First one definition

Definition: Let $\mathcal{A}$ be a nonempty collection os sets. A surjective function $f$ from some set $J$ to $\mathcal{A}$ is called an indexing function for $\mathcal{A}.$ $J$ is called the index set. The collection $\mathcal{A},$ together with $f,$ is called an indexed family of sets.

I'll use your definition of axiom of choice.

Axiom of choice: For any indexed family $\{ A_\alpha \}_{\alpha \in J}$ of nonempty sets, with $J \neq 0,$ the cartesian product $$ \prod_{\alpha \in J} A_\alpha$$ is not empty. Recall that the cartesian product is the set of all functions $$ \mathbf{x}:J \to \bigcup_{\alpha \in J}A_\alpha$$ such that $\mathbf{x}(\alpha) \in A_\alpha$ for all $\alpha \in J.$

Now,

Existence of a choice function: Given a collection $\mathcal{A}$ of nonempty sets, there exists a function $$ c: \mathcal{A} \to \bigcup_{A \in \mathcal{A}}A$$ such that $c(A)$ is an element of $A: c(A)\in A$ for each $A \in \mathcal{A}.$

Axiom of choice $\Rightarrow$ Existence of choice function.

> _Information provided_:
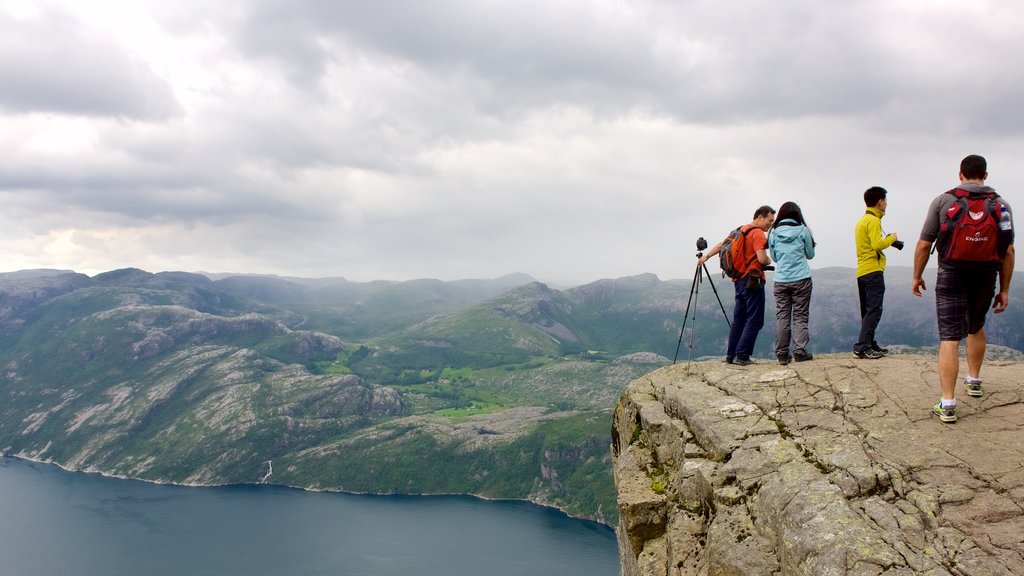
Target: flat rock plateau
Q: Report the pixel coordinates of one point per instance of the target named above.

> _Given instruction 1_:
In the passage on the axiom of choice, what is the set $J$ called?
> _Given instruction 2_:
Reproduce the part of the passage on the axiom of choice that opens with the words containing "First one definition" and closes with "family of sets.".

> _Output 1_:
The index set.

> _Output 2_:
First one definition

Definition: Let $\mathcal{A}$ be a nonempty collection os sets. A surjective function $f$ from some set $J$ to $\mathcal{A}$ is called an indexing function for $\mathcal{A}.$ $J$ is called the index set. The collection $\mathcal{A},$ together with $f,$ is called an indexed family of sets.